* **Problem statement**:
The required output consists solely of the lines from the line containing "Where can you find the green clipboard" through the end of the records, copied exactly.

(Source records)
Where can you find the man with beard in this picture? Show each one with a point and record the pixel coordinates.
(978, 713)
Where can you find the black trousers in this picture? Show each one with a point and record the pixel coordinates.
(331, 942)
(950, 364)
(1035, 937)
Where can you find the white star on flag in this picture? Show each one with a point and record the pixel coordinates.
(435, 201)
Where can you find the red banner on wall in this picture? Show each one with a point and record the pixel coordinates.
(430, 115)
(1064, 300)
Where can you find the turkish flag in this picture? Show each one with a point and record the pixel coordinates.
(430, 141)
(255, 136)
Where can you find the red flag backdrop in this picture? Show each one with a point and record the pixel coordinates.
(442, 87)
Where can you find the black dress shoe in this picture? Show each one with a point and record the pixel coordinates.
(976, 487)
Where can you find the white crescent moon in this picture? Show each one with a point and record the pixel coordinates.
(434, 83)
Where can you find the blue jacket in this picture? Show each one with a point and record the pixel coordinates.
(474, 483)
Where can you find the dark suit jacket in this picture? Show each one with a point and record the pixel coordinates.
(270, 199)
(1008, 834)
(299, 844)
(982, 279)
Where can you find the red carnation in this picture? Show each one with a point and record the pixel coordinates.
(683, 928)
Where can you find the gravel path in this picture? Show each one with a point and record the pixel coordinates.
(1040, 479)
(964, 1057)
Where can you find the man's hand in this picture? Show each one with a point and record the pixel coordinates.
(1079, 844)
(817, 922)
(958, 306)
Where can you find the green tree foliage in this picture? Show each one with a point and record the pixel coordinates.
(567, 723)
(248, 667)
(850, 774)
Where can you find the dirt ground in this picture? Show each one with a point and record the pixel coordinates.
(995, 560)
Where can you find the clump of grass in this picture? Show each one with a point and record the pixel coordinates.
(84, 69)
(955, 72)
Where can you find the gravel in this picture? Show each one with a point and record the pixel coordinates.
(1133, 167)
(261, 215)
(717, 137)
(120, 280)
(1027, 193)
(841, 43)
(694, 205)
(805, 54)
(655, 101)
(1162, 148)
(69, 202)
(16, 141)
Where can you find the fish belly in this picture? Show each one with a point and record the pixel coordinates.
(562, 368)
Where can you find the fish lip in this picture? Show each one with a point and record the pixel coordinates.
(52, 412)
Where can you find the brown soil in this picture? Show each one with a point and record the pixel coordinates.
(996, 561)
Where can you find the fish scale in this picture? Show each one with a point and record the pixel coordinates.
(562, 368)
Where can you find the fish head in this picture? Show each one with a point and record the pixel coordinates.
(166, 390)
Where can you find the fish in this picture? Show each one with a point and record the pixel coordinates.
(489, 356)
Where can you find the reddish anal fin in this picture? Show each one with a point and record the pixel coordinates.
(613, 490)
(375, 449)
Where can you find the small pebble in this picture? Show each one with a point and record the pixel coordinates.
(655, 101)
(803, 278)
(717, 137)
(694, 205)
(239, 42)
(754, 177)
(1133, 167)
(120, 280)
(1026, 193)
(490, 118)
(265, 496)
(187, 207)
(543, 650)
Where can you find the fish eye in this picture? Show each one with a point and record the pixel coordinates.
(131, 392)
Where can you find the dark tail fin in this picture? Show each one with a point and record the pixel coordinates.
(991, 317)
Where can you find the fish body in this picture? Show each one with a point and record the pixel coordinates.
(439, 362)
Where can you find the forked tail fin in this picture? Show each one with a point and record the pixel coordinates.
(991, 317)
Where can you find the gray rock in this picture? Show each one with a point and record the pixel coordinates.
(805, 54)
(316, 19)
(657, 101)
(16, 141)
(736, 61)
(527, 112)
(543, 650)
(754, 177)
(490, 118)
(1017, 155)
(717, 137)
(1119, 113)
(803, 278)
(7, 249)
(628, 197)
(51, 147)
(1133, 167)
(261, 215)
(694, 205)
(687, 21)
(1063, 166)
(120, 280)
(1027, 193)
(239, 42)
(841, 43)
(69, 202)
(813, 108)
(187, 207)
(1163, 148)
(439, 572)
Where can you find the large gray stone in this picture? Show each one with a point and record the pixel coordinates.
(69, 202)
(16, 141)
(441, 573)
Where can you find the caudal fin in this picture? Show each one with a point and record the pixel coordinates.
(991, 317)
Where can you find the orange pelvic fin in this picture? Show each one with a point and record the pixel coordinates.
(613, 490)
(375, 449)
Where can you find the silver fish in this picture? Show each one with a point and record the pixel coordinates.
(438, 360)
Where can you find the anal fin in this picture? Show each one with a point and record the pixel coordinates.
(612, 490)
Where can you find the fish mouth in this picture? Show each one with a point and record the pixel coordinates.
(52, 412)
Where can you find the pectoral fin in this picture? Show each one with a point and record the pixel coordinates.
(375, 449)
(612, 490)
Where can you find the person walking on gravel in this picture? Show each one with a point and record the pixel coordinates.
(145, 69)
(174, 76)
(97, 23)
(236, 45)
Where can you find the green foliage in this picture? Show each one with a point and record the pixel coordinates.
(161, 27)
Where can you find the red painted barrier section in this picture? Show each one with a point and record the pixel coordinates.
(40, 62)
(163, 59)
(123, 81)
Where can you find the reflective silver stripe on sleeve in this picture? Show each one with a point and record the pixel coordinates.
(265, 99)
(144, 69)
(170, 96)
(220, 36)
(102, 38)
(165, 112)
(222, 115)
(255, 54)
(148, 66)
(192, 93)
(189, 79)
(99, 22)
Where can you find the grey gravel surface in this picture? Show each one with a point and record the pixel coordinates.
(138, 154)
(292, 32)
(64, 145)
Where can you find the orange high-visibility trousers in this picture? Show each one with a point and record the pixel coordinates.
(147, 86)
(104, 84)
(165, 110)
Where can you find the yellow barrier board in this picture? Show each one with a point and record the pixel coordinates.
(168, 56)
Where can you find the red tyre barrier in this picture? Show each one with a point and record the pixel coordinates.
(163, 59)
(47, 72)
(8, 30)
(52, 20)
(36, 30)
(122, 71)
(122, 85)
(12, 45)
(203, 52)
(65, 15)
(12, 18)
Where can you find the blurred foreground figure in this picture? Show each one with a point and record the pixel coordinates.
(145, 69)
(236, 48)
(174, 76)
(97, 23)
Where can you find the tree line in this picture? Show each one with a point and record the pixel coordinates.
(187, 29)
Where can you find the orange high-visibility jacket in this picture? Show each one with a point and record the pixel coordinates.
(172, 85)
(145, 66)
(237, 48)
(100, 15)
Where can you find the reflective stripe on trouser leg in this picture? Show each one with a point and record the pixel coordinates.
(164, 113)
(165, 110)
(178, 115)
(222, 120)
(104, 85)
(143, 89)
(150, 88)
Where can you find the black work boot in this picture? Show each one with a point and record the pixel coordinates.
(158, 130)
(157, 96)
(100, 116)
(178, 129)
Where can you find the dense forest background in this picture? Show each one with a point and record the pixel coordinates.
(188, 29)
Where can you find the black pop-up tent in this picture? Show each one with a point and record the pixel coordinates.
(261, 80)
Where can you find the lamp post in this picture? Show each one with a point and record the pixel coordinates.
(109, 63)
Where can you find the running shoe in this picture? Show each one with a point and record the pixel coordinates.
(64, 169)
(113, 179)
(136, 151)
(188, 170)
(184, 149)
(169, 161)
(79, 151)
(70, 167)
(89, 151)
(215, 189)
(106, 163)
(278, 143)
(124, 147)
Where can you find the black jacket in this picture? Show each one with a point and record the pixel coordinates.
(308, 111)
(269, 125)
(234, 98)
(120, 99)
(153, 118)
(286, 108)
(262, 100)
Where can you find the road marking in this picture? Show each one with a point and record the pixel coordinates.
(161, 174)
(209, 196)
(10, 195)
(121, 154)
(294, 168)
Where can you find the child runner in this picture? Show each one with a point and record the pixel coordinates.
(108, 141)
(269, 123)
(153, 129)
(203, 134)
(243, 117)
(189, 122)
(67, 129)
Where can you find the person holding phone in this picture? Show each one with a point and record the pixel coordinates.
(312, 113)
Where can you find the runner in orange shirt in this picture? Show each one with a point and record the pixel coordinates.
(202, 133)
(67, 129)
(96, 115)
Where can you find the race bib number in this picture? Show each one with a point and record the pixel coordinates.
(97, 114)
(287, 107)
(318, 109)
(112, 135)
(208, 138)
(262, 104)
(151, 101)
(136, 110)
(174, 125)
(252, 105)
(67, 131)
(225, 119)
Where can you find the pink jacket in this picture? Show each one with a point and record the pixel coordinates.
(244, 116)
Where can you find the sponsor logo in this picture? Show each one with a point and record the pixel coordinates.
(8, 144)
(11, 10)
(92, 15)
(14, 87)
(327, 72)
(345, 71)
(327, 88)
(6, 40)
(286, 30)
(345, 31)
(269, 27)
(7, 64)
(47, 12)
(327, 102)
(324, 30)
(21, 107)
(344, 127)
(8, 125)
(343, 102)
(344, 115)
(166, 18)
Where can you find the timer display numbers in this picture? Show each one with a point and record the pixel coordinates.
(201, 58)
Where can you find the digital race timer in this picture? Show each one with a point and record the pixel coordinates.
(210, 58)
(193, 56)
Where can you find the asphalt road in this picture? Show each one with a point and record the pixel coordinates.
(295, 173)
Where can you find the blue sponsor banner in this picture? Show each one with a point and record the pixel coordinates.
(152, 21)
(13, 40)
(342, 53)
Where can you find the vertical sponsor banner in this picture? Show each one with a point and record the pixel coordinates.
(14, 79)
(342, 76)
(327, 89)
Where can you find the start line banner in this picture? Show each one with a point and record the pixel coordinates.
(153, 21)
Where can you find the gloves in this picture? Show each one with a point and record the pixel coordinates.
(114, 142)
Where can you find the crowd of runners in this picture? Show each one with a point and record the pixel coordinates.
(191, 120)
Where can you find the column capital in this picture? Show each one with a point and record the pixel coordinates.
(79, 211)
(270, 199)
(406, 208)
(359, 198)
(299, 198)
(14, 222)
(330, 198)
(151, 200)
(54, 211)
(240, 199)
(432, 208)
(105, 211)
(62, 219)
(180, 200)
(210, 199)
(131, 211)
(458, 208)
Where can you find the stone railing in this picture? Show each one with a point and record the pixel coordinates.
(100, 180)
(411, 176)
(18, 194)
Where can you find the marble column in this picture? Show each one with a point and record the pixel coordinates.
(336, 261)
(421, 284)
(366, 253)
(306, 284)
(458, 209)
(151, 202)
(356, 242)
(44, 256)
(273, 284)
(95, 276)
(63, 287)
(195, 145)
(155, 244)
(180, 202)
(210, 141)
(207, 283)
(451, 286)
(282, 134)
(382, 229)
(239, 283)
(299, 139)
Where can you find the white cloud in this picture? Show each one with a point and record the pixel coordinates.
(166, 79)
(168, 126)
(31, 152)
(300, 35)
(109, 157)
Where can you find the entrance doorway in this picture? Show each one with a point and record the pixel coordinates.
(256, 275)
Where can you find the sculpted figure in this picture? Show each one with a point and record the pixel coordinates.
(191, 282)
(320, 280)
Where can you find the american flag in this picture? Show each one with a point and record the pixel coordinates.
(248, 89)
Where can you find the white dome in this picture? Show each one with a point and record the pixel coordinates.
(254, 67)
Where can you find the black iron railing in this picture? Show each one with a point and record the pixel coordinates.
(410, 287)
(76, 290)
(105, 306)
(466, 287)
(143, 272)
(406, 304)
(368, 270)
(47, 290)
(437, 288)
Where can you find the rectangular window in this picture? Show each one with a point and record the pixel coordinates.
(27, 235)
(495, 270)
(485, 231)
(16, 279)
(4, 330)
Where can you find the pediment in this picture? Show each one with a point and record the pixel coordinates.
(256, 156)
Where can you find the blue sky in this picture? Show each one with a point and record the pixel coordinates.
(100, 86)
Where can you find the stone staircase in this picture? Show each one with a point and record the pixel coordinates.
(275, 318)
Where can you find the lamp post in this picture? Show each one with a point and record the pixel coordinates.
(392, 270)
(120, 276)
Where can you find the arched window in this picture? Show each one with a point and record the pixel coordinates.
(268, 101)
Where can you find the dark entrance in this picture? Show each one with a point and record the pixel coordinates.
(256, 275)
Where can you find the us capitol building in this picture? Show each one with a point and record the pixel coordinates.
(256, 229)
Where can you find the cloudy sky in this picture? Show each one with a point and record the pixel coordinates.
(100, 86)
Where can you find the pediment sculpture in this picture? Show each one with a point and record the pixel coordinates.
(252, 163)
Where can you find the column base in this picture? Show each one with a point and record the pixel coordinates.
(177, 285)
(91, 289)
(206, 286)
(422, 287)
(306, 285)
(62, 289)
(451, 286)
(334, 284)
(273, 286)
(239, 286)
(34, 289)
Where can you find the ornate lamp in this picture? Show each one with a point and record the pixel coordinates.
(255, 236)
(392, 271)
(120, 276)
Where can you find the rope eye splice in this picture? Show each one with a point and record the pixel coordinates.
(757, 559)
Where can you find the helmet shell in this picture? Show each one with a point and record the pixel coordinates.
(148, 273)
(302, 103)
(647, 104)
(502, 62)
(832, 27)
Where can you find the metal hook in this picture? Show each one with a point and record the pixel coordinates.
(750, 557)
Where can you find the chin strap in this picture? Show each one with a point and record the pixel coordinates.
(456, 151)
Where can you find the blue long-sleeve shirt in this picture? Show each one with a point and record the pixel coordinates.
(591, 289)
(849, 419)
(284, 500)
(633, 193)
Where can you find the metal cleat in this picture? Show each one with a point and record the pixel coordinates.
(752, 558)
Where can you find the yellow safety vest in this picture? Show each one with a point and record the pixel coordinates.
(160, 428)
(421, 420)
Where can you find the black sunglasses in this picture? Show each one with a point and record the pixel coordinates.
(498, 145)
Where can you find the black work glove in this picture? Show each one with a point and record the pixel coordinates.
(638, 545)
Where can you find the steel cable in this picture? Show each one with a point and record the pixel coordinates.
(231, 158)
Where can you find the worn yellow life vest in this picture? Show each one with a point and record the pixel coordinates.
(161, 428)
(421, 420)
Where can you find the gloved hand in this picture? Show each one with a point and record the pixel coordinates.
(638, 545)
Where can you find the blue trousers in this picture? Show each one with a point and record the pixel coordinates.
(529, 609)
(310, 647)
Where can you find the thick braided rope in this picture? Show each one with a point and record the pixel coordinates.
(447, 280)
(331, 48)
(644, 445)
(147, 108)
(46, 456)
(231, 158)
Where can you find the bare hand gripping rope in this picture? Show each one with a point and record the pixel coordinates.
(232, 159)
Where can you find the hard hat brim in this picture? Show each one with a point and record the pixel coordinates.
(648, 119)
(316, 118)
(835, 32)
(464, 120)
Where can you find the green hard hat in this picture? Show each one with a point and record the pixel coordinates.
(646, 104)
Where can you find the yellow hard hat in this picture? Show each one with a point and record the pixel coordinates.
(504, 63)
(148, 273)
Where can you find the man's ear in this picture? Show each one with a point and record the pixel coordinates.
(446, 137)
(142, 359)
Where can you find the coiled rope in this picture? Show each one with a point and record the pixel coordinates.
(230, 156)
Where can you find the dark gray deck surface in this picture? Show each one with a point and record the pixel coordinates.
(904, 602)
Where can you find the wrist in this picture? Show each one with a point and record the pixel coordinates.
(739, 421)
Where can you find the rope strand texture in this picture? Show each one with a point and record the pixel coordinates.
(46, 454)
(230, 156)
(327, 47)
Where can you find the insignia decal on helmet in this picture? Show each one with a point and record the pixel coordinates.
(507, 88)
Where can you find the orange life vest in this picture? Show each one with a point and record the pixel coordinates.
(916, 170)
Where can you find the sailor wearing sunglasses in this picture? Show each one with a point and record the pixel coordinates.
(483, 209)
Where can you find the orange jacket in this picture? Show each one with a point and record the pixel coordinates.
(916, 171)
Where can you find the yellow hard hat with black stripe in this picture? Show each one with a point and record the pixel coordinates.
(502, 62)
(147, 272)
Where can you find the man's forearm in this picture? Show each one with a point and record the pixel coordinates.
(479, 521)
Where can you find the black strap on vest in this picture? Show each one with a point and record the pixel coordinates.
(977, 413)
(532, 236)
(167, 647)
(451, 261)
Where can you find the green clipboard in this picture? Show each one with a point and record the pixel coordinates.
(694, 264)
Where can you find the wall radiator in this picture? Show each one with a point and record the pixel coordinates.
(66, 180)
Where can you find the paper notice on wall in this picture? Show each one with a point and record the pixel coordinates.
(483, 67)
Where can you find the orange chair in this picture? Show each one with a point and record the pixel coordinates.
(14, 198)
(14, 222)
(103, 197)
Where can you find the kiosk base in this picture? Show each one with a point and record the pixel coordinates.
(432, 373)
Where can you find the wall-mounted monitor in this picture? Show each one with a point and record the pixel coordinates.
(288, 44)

* **Problem solution**:
Where can you find the green clipboard in this picture? Show each one with a point and record the pixel coordinates.
(694, 264)
Where can you find the wall radiator in this picture? Show each one with a point and record the pixel coordinates.
(66, 180)
Where can you find the paper notice on wall in this picture? Show each one with a point and record the pixel coordinates.
(483, 67)
Where can you find the orange chair in this picture? Show each one with a point and record the pixel coordinates.
(14, 198)
(14, 222)
(103, 197)
Where can you find the kiosk base in this picture? Show each one with a point and record the pixel coordinates.
(432, 373)
Where can you find the wall-mounted monitor in this picture? Show each one with a point and record the pixel coordinates.
(288, 44)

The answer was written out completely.